** Start of SOURCE EXCERPT **

Reader Question: Should I Get a Carrier / Duffle for my Backpack?

Should I Get a Carrier for my Backpack?

HPL reader Ashlea Gross contacted us to ask about the need to buy extra protection for her backpack:

When I was purchasing it [the backpack], the sales clerk got me a little paranoid attempting to push me to buy a carrier to put the backpack in for when I check it at the airport. He said that airlines will refuse the bag and it is guaranteed to get destroyed on the conveyor belts. Is this true? Can airlines really deny your bag?

This is a tough question to answer because 95% of the time, your bag, if you cinch up the straps, will come out just fine. But, there are those people who have suffered from damaged and ripped backpacks because one of the many dangling straps and buckles got caught in the baggage carousel.

When I first started traveling and used an Osprey 55L backpack, I also packed an extra duffle that I could throw it in before checking. But that duffle did take up extra space in my backpack, and I never really knew if it was necessary. However, it did save me a couple times when I had too much stuff to fit in my backpack (after living in Central Asia for 5 months and acquiring many things) and I instead packed my backpack and any extras into the one big duffle! Ah… the days of not traveling light are behind me now.

** End of SOURCE EXCERPT **
** Start of SUPPLIED MATERIAL **

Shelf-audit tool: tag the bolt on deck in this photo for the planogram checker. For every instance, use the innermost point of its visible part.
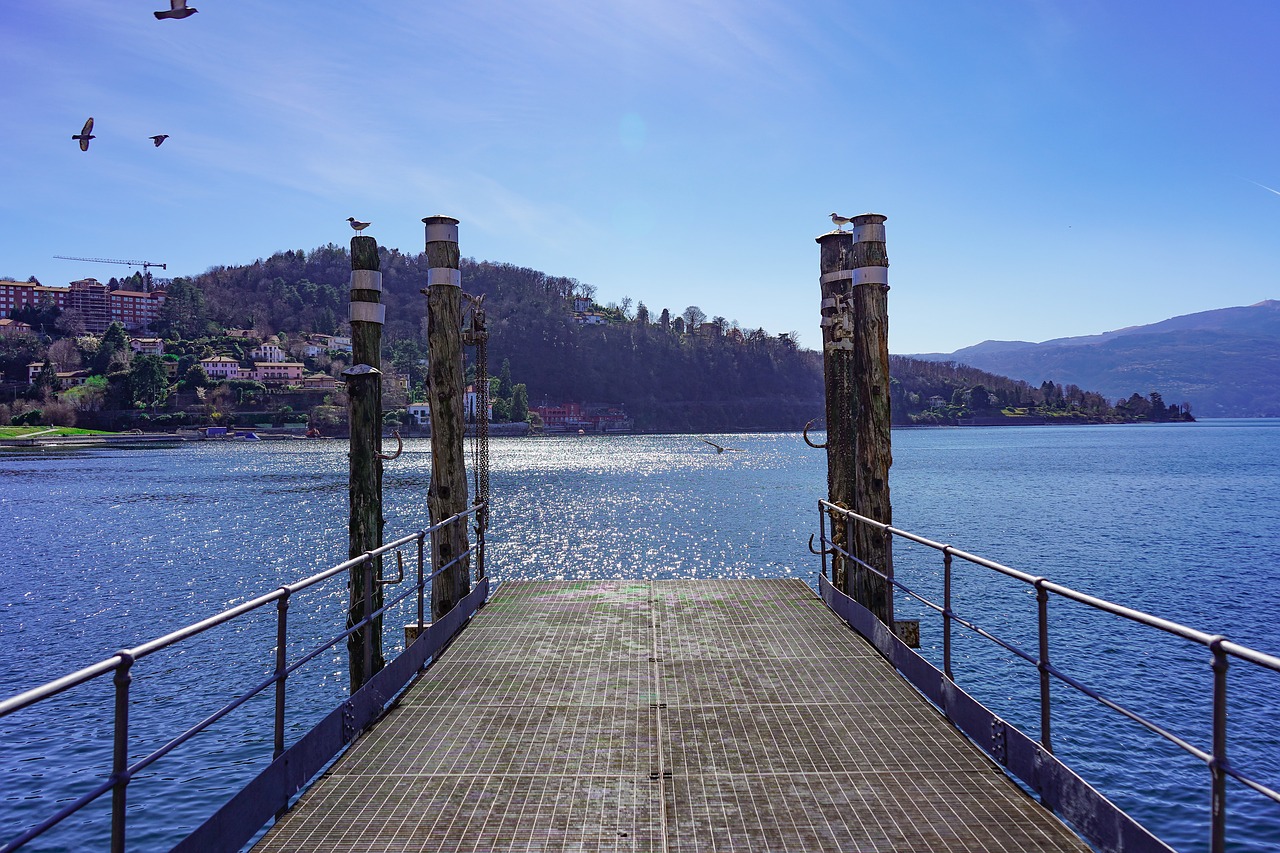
(671, 715)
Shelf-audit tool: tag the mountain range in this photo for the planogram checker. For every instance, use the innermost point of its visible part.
(1225, 363)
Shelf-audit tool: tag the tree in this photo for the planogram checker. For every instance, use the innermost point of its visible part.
(504, 381)
(519, 402)
(113, 351)
(46, 382)
(149, 381)
(87, 397)
(184, 313)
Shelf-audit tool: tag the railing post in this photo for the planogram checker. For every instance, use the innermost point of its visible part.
(421, 584)
(1042, 611)
(946, 612)
(282, 615)
(120, 749)
(1217, 765)
(822, 538)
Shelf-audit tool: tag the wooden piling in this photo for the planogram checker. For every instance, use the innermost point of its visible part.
(448, 492)
(855, 359)
(365, 410)
(837, 368)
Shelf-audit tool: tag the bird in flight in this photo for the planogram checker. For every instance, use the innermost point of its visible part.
(86, 135)
(178, 9)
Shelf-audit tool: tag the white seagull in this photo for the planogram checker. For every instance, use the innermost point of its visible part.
(178, 9)
(86, 133)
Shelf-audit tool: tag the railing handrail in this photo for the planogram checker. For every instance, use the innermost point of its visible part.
(1221, 648)
(122, 664)
(1166, 625)
(106, 665)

** End of SUPPLIED MATERIAL **

DIRECTION: From the backpack carrier article above, retype the passage from "When I was purchasing" up to and including "deny your bag?".

EXERCISE RESULT:
When I was purchasing it [the backpack], the sales clerk got me a little paranoid attempting to push me to buy a carrier to put the backpack in for when I check it at the airport. He said that airlines will refuse the bag and it is guaranteed to get destroyed on the conveyor belts. Is this true? Can airlines really deny your bag?